Express the records from the line containing "of the fence" through the line containing "Target: fence post" as a numbered list, leaving out blank lines.

§ **TASK DATA**:
——

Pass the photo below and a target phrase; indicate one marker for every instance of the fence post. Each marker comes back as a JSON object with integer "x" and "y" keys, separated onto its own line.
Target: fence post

——

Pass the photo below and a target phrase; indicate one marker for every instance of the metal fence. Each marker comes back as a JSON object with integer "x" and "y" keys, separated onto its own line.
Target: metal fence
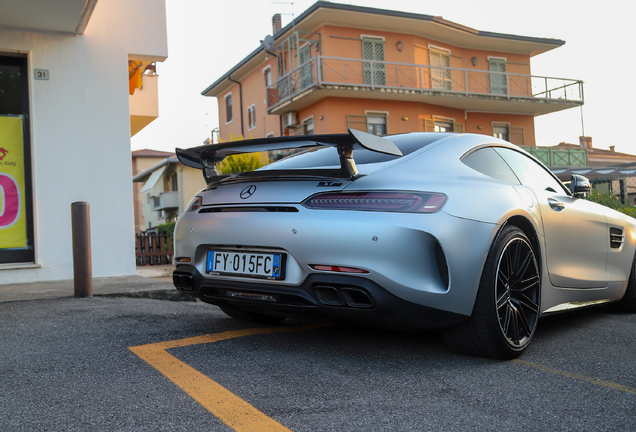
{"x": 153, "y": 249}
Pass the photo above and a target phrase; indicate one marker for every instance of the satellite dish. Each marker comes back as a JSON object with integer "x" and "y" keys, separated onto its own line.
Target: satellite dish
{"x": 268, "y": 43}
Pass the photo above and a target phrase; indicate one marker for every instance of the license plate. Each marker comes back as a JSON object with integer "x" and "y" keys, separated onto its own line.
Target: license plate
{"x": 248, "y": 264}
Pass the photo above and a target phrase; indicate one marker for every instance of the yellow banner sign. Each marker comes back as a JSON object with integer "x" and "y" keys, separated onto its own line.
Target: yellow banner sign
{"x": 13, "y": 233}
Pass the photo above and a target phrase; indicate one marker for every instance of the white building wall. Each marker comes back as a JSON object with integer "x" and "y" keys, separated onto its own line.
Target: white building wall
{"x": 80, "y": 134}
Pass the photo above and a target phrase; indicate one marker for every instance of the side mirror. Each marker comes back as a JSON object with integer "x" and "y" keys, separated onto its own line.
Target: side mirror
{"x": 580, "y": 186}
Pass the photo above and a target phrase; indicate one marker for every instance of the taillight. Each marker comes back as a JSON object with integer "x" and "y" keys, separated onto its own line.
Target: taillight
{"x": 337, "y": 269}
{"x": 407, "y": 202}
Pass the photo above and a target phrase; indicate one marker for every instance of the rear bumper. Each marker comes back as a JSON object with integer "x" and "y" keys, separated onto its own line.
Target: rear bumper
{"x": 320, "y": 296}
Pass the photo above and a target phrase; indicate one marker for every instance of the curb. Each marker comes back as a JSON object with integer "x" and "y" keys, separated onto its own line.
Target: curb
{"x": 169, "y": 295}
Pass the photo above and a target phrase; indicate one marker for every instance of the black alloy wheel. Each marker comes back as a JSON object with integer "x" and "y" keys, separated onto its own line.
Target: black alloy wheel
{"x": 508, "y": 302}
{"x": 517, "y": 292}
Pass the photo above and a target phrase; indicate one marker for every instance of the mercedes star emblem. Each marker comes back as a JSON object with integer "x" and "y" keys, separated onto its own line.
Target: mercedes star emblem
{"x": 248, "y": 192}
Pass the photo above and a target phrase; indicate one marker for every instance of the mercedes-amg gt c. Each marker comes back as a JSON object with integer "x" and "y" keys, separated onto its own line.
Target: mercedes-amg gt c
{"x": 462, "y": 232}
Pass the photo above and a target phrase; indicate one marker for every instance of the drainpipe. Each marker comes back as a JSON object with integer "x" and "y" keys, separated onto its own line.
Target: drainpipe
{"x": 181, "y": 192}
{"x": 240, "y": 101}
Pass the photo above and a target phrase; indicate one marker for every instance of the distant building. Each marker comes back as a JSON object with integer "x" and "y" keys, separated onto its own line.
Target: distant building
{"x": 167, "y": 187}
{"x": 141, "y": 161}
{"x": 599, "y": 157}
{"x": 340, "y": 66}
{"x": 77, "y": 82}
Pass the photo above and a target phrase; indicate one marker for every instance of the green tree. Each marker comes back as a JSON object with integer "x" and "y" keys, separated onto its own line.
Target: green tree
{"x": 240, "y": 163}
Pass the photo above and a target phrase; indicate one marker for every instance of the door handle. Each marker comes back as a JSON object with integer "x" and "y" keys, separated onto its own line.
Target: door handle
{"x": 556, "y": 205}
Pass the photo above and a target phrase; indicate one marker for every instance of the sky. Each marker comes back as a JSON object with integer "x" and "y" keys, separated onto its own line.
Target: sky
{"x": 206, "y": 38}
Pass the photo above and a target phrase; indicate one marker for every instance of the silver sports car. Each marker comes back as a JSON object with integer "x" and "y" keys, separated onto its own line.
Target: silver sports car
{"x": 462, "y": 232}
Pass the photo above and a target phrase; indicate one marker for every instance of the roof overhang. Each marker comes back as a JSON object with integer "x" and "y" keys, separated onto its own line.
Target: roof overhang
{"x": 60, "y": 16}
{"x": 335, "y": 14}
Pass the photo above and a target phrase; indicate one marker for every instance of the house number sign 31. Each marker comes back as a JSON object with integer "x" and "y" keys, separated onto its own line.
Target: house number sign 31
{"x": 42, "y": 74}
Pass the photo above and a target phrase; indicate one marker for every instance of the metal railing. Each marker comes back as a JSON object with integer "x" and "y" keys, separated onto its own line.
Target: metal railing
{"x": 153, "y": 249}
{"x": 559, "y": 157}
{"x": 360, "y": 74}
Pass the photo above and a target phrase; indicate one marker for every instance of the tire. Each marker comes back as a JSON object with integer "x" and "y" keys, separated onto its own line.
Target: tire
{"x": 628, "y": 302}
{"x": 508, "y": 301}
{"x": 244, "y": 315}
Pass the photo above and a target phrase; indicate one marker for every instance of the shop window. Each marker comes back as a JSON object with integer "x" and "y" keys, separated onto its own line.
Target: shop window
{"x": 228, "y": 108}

——

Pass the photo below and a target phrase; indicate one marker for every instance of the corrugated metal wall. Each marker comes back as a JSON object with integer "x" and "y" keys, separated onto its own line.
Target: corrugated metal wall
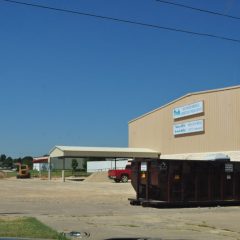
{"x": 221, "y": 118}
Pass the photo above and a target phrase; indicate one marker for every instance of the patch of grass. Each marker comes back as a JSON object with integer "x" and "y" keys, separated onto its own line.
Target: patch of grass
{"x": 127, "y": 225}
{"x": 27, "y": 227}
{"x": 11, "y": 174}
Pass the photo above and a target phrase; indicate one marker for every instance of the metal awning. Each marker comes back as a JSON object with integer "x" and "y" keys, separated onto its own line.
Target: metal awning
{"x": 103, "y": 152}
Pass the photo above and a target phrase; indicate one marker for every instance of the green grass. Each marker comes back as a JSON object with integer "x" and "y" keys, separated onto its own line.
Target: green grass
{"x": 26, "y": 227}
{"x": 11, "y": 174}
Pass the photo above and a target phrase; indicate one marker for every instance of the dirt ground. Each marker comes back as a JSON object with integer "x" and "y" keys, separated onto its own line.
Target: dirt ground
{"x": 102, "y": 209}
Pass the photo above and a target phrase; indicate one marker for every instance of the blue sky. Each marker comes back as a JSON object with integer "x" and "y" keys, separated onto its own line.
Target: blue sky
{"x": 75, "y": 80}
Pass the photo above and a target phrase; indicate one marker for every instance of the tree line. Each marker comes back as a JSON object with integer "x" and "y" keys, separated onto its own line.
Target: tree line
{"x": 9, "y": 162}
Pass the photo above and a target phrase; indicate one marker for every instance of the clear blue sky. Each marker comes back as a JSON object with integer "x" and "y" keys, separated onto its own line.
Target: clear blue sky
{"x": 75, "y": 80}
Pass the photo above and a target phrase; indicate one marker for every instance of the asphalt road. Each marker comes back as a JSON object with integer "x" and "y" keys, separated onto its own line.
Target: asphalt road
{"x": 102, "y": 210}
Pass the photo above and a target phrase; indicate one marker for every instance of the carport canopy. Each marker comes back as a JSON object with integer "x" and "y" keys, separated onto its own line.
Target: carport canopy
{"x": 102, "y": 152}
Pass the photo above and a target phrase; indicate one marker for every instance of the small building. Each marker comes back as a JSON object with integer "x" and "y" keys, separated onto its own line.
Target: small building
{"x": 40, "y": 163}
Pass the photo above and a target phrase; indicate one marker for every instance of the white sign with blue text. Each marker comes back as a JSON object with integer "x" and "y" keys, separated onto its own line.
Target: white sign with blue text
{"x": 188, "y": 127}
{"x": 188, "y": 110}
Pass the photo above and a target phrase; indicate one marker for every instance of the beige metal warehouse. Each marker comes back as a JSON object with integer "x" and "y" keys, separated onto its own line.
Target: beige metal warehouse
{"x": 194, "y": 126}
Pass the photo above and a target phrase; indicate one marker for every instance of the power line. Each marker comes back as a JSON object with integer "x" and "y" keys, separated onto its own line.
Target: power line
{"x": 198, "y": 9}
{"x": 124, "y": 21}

——

§ **EXERCISE RESULT**:
1. Pass the photo below and a target phrase; indicate one marker for every instance of the fence post. Each marker comes back as a JSON object with integer "x" and "y" keys, separated onto its own line.
2. Target: fence post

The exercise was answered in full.